--- GIVEN RECORDS ---
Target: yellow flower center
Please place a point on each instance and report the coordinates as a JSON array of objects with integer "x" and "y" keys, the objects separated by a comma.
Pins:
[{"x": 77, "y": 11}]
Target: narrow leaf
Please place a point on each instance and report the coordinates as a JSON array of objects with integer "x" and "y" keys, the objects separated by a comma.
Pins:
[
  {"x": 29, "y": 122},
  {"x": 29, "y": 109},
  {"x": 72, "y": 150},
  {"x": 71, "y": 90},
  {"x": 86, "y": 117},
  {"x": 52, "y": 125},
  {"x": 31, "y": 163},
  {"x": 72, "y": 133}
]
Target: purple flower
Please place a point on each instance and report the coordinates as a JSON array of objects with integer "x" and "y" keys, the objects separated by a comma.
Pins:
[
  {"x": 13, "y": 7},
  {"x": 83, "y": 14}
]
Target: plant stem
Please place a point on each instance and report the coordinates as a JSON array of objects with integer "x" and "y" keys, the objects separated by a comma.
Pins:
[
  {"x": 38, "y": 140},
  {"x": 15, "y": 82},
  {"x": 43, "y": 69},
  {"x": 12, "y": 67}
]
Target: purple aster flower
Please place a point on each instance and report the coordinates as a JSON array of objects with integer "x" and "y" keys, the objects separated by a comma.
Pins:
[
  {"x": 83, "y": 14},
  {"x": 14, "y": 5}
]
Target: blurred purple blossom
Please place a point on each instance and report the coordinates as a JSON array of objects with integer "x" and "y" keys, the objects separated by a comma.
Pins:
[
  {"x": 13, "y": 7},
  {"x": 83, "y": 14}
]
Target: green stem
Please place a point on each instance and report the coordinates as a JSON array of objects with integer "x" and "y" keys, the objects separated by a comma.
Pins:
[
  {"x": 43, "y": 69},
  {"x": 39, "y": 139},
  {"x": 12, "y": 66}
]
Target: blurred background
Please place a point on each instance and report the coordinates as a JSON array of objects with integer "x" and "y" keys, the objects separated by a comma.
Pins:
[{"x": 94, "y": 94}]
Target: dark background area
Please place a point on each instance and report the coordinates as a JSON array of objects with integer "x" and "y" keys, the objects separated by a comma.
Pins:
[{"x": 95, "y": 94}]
---
* _GOAL OF THE EXERCISE_
Reproduce verbatim the stretch of the records from the line containing "Target: green stem" through the end of the records.

* _ANSWER TO THE PROBLEM_
Target: green stem
Please place a point on each instance and report the coordinates as a JSON array of objects with integer "x" and "y" keys, the objects separated by a comma.
Pins:
[
  {"x": 43, "y": 69},
  {"x": 39, "y": 139},
  {"x": 12, "y": 66}
]
Target: blurred background
Please place a point on each instance and report the coordinates as a JSON array of objects with integer "x" and "y" keys, the objects separated by a comma.
Pins:
[{"x": 94, "y": 94}]
Target: dark background area
Please place a point on each instance and report the coordinates as a JSON array of objects with integer "x" and "y" keys, the objects separated by a comma.
Pins:
[{"x": 95, "y": 94}]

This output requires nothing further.